● **WHAT TO WORK ON**:
All records must be quoted exactly. Omit the pictures.

Labeled-object pointing entries

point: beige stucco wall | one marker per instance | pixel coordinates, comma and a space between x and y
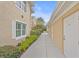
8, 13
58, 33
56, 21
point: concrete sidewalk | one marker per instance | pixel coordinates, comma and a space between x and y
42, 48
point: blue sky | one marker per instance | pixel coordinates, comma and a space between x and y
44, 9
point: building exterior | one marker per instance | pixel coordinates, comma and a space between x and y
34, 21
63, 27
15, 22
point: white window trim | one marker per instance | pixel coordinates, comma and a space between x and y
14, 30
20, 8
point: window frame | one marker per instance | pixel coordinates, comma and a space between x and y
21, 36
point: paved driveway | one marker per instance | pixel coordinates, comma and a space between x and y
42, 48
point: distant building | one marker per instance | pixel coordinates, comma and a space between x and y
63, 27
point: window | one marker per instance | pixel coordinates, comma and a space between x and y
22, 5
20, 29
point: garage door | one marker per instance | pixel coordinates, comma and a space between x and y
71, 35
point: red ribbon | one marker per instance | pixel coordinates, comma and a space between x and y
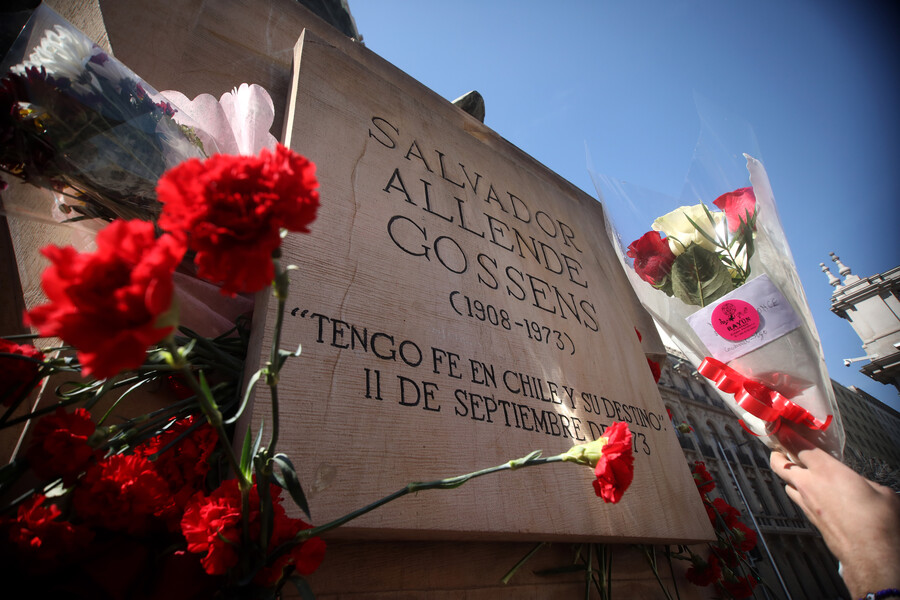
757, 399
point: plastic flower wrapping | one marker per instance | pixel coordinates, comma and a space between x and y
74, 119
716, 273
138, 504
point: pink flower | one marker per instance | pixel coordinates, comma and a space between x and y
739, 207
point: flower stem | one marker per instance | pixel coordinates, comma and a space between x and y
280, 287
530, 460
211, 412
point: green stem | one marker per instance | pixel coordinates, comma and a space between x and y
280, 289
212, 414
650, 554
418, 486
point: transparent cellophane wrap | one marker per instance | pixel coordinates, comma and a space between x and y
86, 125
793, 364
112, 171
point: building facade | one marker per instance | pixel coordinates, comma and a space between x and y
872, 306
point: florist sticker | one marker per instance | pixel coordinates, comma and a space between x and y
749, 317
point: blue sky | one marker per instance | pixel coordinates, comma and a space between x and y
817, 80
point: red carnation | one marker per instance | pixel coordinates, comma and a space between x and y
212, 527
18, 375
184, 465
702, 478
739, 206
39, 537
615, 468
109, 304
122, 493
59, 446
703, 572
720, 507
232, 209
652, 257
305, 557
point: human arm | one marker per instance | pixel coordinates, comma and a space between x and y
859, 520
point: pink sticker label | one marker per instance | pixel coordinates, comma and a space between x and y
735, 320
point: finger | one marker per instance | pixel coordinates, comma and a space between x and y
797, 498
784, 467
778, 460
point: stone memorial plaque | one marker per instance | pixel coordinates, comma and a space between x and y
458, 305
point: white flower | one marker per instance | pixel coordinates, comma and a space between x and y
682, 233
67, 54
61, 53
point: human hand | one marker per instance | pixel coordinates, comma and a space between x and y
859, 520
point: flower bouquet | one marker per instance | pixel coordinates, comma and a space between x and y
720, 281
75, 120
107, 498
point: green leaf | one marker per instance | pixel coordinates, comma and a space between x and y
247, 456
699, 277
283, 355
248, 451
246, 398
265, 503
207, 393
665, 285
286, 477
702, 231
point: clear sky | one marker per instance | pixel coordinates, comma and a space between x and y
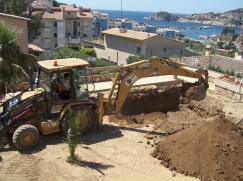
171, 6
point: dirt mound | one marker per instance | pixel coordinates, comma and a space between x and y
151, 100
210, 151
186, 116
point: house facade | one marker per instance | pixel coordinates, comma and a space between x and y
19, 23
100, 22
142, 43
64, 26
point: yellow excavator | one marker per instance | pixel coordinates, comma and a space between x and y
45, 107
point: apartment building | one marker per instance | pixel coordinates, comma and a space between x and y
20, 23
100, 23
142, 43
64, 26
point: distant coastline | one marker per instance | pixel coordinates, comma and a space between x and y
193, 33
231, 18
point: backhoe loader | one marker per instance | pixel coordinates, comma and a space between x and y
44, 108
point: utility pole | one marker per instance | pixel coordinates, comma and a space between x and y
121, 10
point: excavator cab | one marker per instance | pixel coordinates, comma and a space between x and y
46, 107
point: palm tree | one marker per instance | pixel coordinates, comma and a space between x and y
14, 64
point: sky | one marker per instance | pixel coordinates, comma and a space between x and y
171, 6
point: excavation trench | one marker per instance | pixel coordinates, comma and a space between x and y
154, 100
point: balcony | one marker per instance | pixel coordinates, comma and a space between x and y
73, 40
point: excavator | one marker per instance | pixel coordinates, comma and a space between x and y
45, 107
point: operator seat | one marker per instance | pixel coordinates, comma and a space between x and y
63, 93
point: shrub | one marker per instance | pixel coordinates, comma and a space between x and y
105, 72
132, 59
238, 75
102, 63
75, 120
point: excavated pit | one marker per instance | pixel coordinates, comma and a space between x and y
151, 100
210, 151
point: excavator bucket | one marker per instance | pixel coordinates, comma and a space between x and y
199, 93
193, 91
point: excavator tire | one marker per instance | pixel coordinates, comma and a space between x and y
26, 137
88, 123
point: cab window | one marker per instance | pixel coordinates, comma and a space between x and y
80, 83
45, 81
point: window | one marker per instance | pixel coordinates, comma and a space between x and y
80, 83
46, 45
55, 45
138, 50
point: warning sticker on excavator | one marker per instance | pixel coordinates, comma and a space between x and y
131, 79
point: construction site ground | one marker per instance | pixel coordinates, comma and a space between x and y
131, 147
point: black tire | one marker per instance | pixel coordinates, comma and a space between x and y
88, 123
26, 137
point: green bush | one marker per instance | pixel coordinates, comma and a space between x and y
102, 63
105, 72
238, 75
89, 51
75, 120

● **TASK RESPONSE**:
point: beige stucco wall | one marker per instance | pixel coordinates, comma and a space between x and y
8, 13
58, 33
56, 21
point: concrete sidewalk | one marker per instance | pixel coordinates, comma and a space between x and y
42, 48
point: blue sky | one marker per instance | pixel coordinates, comma and a space between x and y
44, 9
point: building exterior | one marker per instance | pixel coordinates, comma and a space between x and y
34, 21
63, 27
15, 22
point: white window trim | one marker per instance | pixel coordinates, comma and a space between x and y
14, 30
20, 8
point: window frame | one marker per instance | pixel coordinates, comma and a space between x and y
21, 36
point: paved driveway | one marker per instance | pixel coordinates, comma and a space between x and y
42, 48
point: distant building | one marker per instance | pixel coordinates, comma and a space between x and y
63, 27
point: window | one marker per instance | pixel coordinates, comma and a space between x and y
22, 5
20, 29
point: garage door | one marker per instance | pixel coordinates, comma and a space between x and y
71, 35
point: red ribbon | one marker per instance | pixel coordinates, comma and a space between x and y
757, 399
point: plastic flower wrapping | one marker per instance | pixel coordinates, comma and a space between x and y
74, 119
716, 273
138, 504
point: pink flower | one marker per instance | pixel coordinates, comma and a space between x and y
739, 207
point: flower stem | one marker per instance | pixel coordinates, comma and a space between x and y
280, 287
530, 460
211, 412
point: green stem | one marker per instance | pixel coordinates, comma and a space between x and y
280, 289
212, 414
650, 554
418, 486
point: transparent cellophane wrap | one marker per instance | pixel coordinates, comma and a space between x and y
86, 125
793, 364
112, 171
point: building facade | one marker per instance | pixel coordinates, comma and a space between x and y
872, 306
point: florist sticker | one marker per instance | pixel coordinates, comma and a space between x and y
749, 317
point: blue sky | one marker per instance | pixel coordinates, comma and a space between x and y
817, 80
point: red carnation | one marker per instance | pixel coordinates, comma and a space between x and y
212, 527
18, 375
184, 465
702, 478
739, 206
39, 537
615, 468
109, 304
122, 493
59, 446
703, 572
720, 507
232, 209
652, 257
305, 557
point: human arm | one marker per instance | pixel coordinates, comma and a space between x and y
859, 520
point: pink sticker label | one marker per instance | pixel coordinates, comma and a space between x and y
735, 320
point: finger | one marker per instance | pixel coordinates, comma and a space between x and y
797, 498
784, 467
778, 460
point: stone memorial plaque | one marker per instance | pixel coordinates, comma and a space between x and y
458, 305
point: white flower | one marker per instance | pixel coordinates, comma and a space between x and y
682, 233
67, 54
61, 53
point: human hand | one marker per instance | pixel coordinates, comma and a space between x and y
859, 520
point: flower bouquet | one marker per instance | pixel coordinates, comma and a space between x and y
720, 281
75, 120
107, 498
point: green leaf | one marker per instance | pixel coordinates, comma and a space between x and y
247, 456
699, 277
283, 355
248, 451
246, 398
265, 503
207, 393
665, 285
286, 477
702, 231
point: clear sky | one marker per instance | pixel coordinates, comma and a space between x and y
171, 6
point: dirt mound | one marker per instance | pixel coordinates, comma and a space between x and y
151, 100
210, 151
186, 116
point: house facade | one marker per instance | pixel coordinates, comma and a space between x and y
19, 23
100, 22
142, 43
64, 26
point: yellow excavator | one marker per instance | pixel coordinates, comma and a space between x and y
45, 107
point: apartment building | one marker per instance | pixel coordinates, comma and a space between x and y
20, 23
100, 23
142, 43
64, 26
point: distant coastline | one marker per instance | pixel coordinates, comma and a space between x and y
193, 33
231, 18
point: backhoe loader | one marker per instance | pixel coordinates, comma and a space between x and y
44, 108
point: utility pole | one marker per instance | pixel coordinates, comma and a space between x and y
121, 10
point: excavator cab | one marker per instance | pixel coordinates, comma and a space between x and y
46, 107
point: palm tree | one marker per instance | pixel coordinates, comma and a space between x and y
14, 64
point: sky | one marker per instance | pixel coordinates, comma and a space between x and y
171, 6
point: excavation trench | one marker per instance | pixel coordinates, comma and a space between x and y
154, 100
point: balcony | one marker per instance | pixel coordinates, comma and a space between x and y
73, 40
point: excavator | one marker per instance | pixel coordinates, comma and a space between x and y
45, 107
point: operator seat | one marker per instance | pixel coordinates, comma and a space between x and y
63, 93
point: shrub | one marker per instance | pixel coordinates, comma and a space between x and y
105, 72
132, 59
238, 75
102, 63
75, 120
point: excavated pit | one marker per instance | pixel coordinates, comma and a space between x and y
151, 100
210, 151
point: excavator bucket | one marker per instance | pixel coordinates, comma and a space between x and y
199, 93
193, 91
point: excavator tire | one marker per instance | pixel coordinates, comma and a space between x and y
26, 137
88, 123
point: cab window | one marker per instance | pixel coordinates, comma and a space between x and y
80, 83
45, 81
point: window | one marker per instance | pixel coordinates, comma and a space between x and y
80, 83
46, 45
55, 45
138, 50
point: warning sticker on excavator | one marker per instance | pixel coordinates, comma and a space between x and y
131, 79
point: construction site ground | one marker per instance | pixel coordinates, comma and a space between x and y
131, 147
point: black tire | one marker per instance | pixel coordinates, comma and a space between x and y
88, 123
26, 137
point: green bush | one marker per instance | pixel coordinates, comma and a space between x and y
102, 63
105, 72
238, 75
89, 51
75, 120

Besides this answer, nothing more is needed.